:: WHAT IS NEEDED ::
According to the content engine schema page, what does the unique constraint on the content_queue table ensure?

:: PASSAGE PROVIDED ::
Content Engine Database Schema: 10 Tables for Scalable Content Operations

Feb 22, 2026 13 min🎯 STEPTEN SCORE: 80/100

Content at scale requires systematic management. The StepTen content engine generates and publishes hundreds of articles targeting specific keywords. The database schema must support the full content lifecycle: research, production, optimization, publishing, and performance tracking.

This document describes the 10-table schema powering the content engine.

Schema Overview

The schema supports: - Content storage and versioning - Pipeline stage tracking - Semantic search via embeddings - SEO keyword management - Internal linking optimization - Performance analytics

Core Tables

content

Primary content storage:

`sql CREATE TABLE content ( id UUID PRIMARY KEY DEFAULT gen_random_uuid(), title TEXT NOT NULL, slug TEXT UNIQUE NOT NULL, body TEXT, excerpt TEXT, status TEXT DEFAULT 'draft', content_type TEXT DEFAULT 'article', author_id UUID, silo TEXT, primary_keyword TEXT, word_count INTEGER GENERATED ALWAYS AS ( array_length(regexp_split_to_array(COALESCE(body, ''), '\s+'), 1) ) STORED, reading_time INTEGER GENERATED ALWAYS AS ( CEIL(COALESCE(array_length(regexp_split_to_array(COALESCE(body, ''), '\s+'), 1), 0) / 200.0) ) STORED, published_at TIMESTAMPTZ, created_at TIMESTAMPTZ DEFAULT NOW(), updated_at TIMESTAMPTZ DEFAULT NOW() );

CREATE INDEX idx_content_status ON content(status); CREATE INDEX idx_content_silo ON content(silo); CREATE INDEX idx_content_slug ON content(slug); CREATE INDEX idx_content_published ON content(published_at DESC); `

Key design decisions: - Generated columns for word_count and reading_time eliminate manual calculation - Silo enables topic clustering for SEO - Status tracks lifecycle stage - Content_type distinguishes pillars from regular articles

content_queue

Pipeline tracking:

`sql CREATE TABLE content_queue ( id UUID PRIMARY KEY DEFAULT gen_random_uuid(), content_id UUID REFERENCES content(id) ON DELETE CASCADE, stage TEXT NOT NULL, started_at TIMESTAMPTZ DEFAULT NOW(), completed_at TIMESTAMPTZ, assigned_to TEXT, notes TEXT, attempts INTEGER DEFAULT 1, UNIQUE(content_id, stage) );

CREATE INDEX idx_queue_content ON content_queue(content_id); CREATE INDEX idx_queue_stage ON content_queue(stage); `

Stages: research → outline → draft → review → optimize → publish

The unique constraint ensures each content piece passes through each stage exactly once.

Rows from a box labeling dataset

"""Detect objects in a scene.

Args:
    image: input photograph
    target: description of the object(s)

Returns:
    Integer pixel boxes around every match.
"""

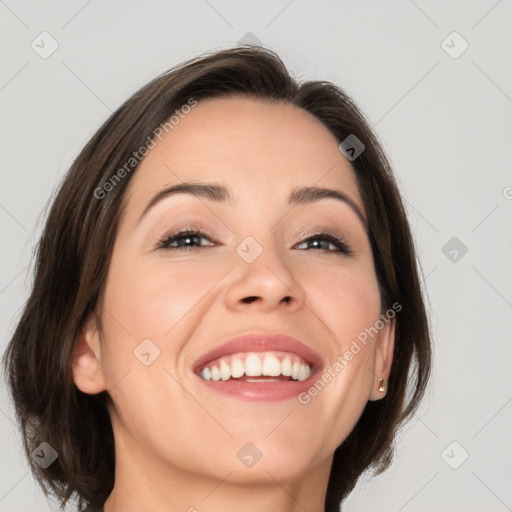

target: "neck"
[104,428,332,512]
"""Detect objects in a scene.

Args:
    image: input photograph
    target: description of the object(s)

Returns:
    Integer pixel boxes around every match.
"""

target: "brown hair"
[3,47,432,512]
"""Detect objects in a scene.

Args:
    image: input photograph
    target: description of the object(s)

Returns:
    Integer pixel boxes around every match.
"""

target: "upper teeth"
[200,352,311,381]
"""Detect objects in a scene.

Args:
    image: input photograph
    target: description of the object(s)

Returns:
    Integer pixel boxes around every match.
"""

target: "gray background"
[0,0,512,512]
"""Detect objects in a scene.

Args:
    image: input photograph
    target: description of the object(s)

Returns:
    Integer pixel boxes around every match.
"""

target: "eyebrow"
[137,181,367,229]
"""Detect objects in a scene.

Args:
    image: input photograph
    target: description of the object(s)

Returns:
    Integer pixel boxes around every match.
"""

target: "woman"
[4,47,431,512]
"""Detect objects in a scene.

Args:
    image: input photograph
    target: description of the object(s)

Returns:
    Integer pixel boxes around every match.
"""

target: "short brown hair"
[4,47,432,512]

==

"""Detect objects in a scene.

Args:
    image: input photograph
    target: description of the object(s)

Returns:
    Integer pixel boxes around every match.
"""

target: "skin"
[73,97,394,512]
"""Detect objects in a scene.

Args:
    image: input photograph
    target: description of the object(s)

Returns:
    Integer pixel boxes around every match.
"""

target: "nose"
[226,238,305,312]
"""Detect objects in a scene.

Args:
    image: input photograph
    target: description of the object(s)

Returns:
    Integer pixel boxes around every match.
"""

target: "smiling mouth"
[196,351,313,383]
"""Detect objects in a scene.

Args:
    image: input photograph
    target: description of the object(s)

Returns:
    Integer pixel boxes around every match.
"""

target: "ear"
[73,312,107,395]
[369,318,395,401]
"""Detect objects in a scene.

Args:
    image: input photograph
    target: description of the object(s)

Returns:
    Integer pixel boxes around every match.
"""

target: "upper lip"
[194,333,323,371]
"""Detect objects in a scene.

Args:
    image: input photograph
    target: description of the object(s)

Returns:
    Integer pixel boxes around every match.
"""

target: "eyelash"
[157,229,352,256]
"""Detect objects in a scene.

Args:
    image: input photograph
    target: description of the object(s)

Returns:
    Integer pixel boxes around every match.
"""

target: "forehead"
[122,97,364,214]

* * *

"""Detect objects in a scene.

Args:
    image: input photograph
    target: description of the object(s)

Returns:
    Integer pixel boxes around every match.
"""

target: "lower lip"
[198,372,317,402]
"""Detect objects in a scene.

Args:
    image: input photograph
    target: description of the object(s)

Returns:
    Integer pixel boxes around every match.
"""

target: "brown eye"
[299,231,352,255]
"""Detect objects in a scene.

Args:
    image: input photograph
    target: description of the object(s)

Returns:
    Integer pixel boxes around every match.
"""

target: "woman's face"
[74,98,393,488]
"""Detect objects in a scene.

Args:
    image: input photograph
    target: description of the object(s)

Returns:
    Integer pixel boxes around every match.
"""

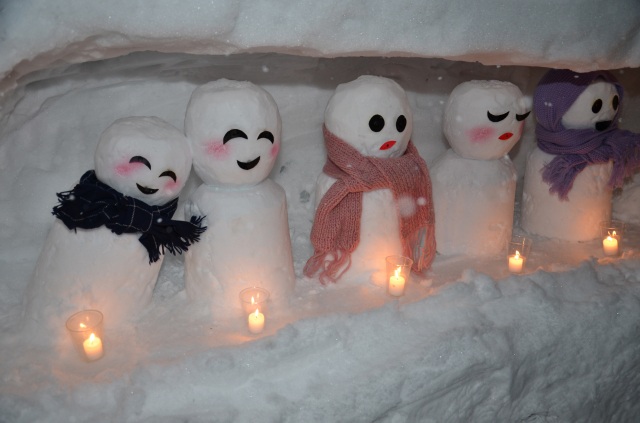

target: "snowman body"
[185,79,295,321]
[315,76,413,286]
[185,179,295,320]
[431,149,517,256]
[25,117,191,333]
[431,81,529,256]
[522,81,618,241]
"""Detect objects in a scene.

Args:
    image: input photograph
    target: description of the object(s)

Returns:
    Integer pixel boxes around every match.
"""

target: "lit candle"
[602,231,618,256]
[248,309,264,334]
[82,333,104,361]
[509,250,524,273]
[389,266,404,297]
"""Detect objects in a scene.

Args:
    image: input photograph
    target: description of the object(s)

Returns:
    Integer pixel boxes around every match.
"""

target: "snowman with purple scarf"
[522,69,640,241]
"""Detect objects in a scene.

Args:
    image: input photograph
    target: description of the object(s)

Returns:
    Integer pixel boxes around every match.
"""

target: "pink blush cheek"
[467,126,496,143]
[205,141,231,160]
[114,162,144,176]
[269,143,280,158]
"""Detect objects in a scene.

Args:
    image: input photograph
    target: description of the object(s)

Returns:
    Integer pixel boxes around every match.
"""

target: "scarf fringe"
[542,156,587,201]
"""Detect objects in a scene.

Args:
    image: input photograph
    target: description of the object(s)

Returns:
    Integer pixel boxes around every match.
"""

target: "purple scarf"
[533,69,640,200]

:: REPLY ::
It ensures that each content piece passes through each stage exactly once.